## START

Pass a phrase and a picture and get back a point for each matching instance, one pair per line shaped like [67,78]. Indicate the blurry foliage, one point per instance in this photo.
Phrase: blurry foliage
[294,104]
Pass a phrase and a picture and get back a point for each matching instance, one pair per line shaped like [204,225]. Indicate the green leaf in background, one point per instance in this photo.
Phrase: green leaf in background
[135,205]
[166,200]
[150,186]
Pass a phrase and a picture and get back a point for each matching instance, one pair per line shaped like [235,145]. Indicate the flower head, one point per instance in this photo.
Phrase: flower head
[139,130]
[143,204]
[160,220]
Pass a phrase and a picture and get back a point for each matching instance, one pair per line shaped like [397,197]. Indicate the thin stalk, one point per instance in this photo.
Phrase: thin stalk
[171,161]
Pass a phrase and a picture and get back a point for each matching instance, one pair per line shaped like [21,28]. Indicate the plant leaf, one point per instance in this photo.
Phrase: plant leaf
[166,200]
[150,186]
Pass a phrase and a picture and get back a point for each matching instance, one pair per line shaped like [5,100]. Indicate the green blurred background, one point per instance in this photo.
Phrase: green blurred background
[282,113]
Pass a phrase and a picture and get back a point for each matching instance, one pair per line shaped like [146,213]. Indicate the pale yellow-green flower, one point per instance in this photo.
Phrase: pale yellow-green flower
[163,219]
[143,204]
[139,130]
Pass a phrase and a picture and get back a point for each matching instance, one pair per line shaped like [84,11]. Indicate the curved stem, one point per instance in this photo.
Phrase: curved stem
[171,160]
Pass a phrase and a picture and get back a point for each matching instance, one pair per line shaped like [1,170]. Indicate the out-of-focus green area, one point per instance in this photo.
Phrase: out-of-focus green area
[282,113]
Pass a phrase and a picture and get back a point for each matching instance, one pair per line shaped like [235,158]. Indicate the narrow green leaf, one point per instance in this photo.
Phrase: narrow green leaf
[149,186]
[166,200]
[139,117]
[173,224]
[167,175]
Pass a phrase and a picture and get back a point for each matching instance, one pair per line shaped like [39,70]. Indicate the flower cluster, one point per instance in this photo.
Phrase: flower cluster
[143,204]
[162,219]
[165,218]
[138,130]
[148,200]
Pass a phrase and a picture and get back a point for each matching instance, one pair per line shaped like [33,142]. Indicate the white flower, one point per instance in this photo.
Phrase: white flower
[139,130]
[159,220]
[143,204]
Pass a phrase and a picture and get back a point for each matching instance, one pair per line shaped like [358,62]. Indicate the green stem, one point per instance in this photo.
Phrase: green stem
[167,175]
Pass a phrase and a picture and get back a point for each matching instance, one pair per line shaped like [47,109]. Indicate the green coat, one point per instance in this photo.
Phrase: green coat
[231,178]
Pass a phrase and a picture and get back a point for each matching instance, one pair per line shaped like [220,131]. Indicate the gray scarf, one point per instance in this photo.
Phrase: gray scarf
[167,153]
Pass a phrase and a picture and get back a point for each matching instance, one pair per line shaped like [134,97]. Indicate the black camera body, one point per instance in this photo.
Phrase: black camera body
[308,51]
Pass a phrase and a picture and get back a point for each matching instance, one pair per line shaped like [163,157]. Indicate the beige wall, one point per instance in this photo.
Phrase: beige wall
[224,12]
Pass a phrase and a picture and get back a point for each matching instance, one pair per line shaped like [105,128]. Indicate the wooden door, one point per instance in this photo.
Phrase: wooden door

## END

Repeat the records above exactly as they appear.

> _RESULT_:
Pass a phrase and a picture and get back a point for each matching instance, one pair per line shaped like [67,78]. Indicate the blurry foliage, one point per instance in this photo.
Phrase: blurry foliage
[294,104]
Pass a phrase and a picture and get back a point for each matching instance, one pair per line shaped like [204,225]. Indicate the green leaf in background, one point per instance in this photo.
Phrase: green leaf in background
[135,205]
[166,200]
[150,186]
Pass a phrase and a picture and get back a point for each matching instance, one pair per line shaped like [235,145]. Indicate the flower head, one point per instance in this photo.
Phrase: flower head
[139,130]
[143,204]
[160,220]
Pass a phrase and a picture and get back a point for each matching instance, one pair per line shaped like [397,197]. Indicate the thin stalk, one point per instance in this photo.
Phrase: thin stalk
[171,161]
Pass a phrase and a picture and get back a point for each matching instance, one pair per line shaped like [21,28]. Indicate the plant leaf, one point per instance in this photo.
Phrase: plant leaf
[166,200]
[150,186]
Pass a phrase and a picture and get back a point for each matching instance, one pair per line shaped like [5,100]. Indicate the green blurred background, one point per instance in this photo.
Phrase: green blurred background
[282,113]
Pass a phrase and a picture and get back a point for each matching instance, one pair per line shaped like [146,213]. Indicate the pale yellow-green flower, one point per instance in this photo.
Phrase: pale yellow-green flower
[163,219]
[143,204]
[139,130]
Pass a phrase and a picture and get back a point for each matching instance, one pair per line shaped like [84,11]. Indicate the curved stem, one point per instance in this photo.
Phrase: curved stem
[171,160]
Pass a phrase and a picture and get back a point for each matching instance, one pair per line shaped like [1,170]. Indicate the out-of-focus green area, one point per instance in this photo.
Phrase: out-of-focus green area
[282,113]
Pass a phrase and a picture and get back a point for each matching instance, one pair per line shaped like [235,158]. Indicate the narrow green leaf, one point per instance in this photo.
Phrase: narrow green leaf
[149,186]
[166,200]
[139,117]
[173,224]
[167,175]
Pass a phrase and a picture and get back a point for each matching instance, one pair per line shaped like [39,70]. Indicate the flower cluster, one point per instance in this photo.
Phrase: flower cluster
[143,204]
[162,219]
[165,218]
[138,130]
[148,200]
Pass a phrase and a picture and get back a point for each matching instance, one pair per line shaped like [33,142]. Indicate the white flower, one point per instance in this photo.
Phrase: white flower
[139,130]
[159,220]
[143,204]
Pass a phrase and a picture and get back a point for each matching instance, one pair per line shaped like [358,62]. Indicate the green stem, one point per instance in this photo.
Phrase: green stem
[167,175]
Pass a phrase and a picture and get back a point for each matching instance, one pair per line shaped like [47,109]. Indicate the green coat, one point per instance in this photo.
Phrase: green coat
[231,178]
Pass a phrase and a picture and get back a point for each matching instance, one pair per line shaped like [220,131]. Indicate the gray scarf, one point per instance in this photo.
Phrase: gray scarf
[167,153]
Pass a phrase and a picture and get back a point for each matching instance, one pair per line shaped like [134,97]. Indicate the black camera body, one point per instance in this photo.
Phrase: black camera body
[308,51]
Pass a phrase and a picture and get back a point for each matching instance, one pair per line shaped like [163,157]. Indicate the beige wall, one point per instance in this photo.
Phrase: beige wall
[224,12]
Pass a phrase and a picture and get back a point for each matching instance, one pair per line shaped like [105,128]. Indicate the wooden door, one point per instance in this photo.
Phrase: wooden door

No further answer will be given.